Text shown
Aux-pattern usage compiles without inferring an appropriate type

Question

Consider the following simple example involving Aux-pattern:

sealed trait AdtBase

abstract case class Foo(){
  type T <: AdtBase
}

object Foo{
  type Aux[TT] = Foo { type T = TT }
}

abstract case class Bar(){
  type T <: AdtBase
  val foo: Foo.Aux[T]
}

object Bar {
  type Aux[TT] = Bar { type T = TT }

  def apply[TT <: AdtBase](f: Foo.Aux[TT]): Bar = new Bar() {
    override type T = TT
    override val foo: Foo.Aux[T] = f
  }
}

case class Baz(foo: Foo)

def testBaz(baz: Baz) = Bar(baz.foo) //Compiles fine
def testFoo(foo: Foo) = Bar(foo) //Error: Type mismatch

Scastie

I don't really understand why testBaz compiles. I expected type mismatch as well.

Set exercise A
Write out word for word everything in the Aux-pattern question above, from "def testBaz(baz: Baz)" down to "mismatch as well.", including both ends.

Data for this exercise
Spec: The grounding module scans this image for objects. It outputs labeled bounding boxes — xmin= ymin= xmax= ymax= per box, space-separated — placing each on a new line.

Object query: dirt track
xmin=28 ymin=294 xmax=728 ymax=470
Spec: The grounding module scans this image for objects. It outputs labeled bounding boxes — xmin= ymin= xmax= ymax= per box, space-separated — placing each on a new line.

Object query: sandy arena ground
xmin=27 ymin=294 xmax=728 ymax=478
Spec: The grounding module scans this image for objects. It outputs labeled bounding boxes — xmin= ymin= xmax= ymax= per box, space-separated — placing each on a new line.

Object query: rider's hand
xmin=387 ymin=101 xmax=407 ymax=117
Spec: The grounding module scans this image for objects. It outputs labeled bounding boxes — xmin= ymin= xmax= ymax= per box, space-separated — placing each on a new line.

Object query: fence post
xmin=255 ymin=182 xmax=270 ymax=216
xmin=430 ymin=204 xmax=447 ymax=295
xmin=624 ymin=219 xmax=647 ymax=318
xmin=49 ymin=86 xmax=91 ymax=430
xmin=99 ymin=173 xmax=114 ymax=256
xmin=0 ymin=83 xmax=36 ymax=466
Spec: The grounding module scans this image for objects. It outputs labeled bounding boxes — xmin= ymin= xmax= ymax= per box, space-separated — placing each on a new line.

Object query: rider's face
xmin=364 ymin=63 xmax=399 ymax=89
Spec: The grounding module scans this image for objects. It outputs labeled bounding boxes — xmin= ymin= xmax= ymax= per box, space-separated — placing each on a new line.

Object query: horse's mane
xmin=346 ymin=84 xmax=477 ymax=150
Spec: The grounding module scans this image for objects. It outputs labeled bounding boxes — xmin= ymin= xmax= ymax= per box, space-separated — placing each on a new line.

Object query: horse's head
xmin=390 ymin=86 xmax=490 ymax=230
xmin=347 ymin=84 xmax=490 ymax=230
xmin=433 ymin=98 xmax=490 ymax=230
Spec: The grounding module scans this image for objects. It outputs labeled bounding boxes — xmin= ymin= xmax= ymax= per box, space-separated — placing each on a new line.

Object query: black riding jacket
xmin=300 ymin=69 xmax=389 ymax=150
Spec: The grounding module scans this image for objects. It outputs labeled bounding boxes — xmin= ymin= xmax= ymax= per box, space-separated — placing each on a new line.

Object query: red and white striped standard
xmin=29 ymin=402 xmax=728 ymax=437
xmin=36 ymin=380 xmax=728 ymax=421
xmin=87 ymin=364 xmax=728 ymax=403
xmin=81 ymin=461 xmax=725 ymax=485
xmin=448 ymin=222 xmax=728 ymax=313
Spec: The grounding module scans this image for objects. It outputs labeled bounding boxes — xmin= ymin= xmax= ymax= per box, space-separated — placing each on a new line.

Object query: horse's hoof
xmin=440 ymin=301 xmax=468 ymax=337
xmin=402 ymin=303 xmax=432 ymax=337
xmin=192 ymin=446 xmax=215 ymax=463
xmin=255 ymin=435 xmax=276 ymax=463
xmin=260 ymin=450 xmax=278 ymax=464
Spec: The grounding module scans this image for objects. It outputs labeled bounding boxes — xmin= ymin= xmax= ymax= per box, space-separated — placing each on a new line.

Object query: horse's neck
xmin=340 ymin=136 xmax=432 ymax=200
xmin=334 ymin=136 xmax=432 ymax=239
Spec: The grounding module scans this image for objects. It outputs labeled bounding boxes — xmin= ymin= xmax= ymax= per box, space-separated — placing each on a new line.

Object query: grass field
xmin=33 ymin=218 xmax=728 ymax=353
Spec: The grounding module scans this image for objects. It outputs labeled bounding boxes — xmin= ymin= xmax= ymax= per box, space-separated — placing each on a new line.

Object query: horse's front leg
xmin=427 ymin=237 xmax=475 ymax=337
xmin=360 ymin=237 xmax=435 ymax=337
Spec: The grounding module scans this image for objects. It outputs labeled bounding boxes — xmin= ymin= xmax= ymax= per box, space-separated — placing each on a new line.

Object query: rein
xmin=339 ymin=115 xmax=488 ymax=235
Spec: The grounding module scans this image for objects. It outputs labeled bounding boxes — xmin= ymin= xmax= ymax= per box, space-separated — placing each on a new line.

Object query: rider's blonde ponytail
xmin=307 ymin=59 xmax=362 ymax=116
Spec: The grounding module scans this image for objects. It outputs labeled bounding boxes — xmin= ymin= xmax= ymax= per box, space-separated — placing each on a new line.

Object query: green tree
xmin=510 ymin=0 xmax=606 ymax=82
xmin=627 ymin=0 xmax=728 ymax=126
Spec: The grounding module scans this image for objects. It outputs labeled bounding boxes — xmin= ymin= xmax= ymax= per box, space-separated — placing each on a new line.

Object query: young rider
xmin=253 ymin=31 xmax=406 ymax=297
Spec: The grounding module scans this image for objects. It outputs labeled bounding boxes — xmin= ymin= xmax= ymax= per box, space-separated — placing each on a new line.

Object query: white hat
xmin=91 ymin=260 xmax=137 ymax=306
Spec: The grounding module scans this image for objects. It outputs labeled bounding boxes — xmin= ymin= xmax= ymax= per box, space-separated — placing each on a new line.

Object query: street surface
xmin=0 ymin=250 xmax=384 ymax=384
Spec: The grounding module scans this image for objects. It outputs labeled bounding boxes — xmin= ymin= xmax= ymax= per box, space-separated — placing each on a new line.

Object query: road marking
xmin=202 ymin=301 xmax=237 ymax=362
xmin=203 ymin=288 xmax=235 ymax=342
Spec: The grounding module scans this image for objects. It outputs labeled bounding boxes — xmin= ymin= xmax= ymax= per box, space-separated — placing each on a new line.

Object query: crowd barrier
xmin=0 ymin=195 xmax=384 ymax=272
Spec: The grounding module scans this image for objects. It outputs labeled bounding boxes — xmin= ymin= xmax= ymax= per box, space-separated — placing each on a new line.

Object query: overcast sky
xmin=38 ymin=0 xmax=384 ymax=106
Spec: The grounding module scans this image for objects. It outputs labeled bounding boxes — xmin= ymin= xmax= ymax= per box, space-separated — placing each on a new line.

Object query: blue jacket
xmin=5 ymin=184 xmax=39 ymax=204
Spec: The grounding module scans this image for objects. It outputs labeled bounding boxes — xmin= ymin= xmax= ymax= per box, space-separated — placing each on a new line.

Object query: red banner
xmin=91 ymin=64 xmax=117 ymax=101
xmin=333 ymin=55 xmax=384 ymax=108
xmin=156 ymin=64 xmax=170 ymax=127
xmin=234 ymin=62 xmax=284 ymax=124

Set exercise B
Reproduce exactly everything from the start of the records above down to and including the line that contains "xmin=387 ymin=101 xmax=407 ymax=117", and nothing else.

Exercise response A
def testBaz(baz: Baz) = Bar(baz.foo) //Compiles fine
def testFoo(foo: Foo) = Bar(foo) //Error: Type mismatch

Scastie

I don't really understand why testBaz compiles. I expected type mismatch as well.

Exercise response B
Spec: The grounding module scans this image for objects. It outputs labeled bounding boxes — xmin= ymin= xmax= ymax= per box, space-separated — placing each on a new line.

Object query: dirt track
xmin=28 ymin=294 xmax=728 ymax=470
Spec: The grounding module scans this image for objects. It outputs labeled bounding boxes — xmin= ymin= xmax= ymax= per box, space-separated — placing each on a new line.

Object query: sandy arena ground
xmin=27 ymin=294 xmax=728 ymax=478
Spec: The grounding module scans this image for objects. It outputs labeled bounding boxes — xmin= ymin= xmax= ymax= per box, space-separated — placing each on a new line.

Object query: rider's hand
xmin=387 ymin=101 xmax=407 ymax=117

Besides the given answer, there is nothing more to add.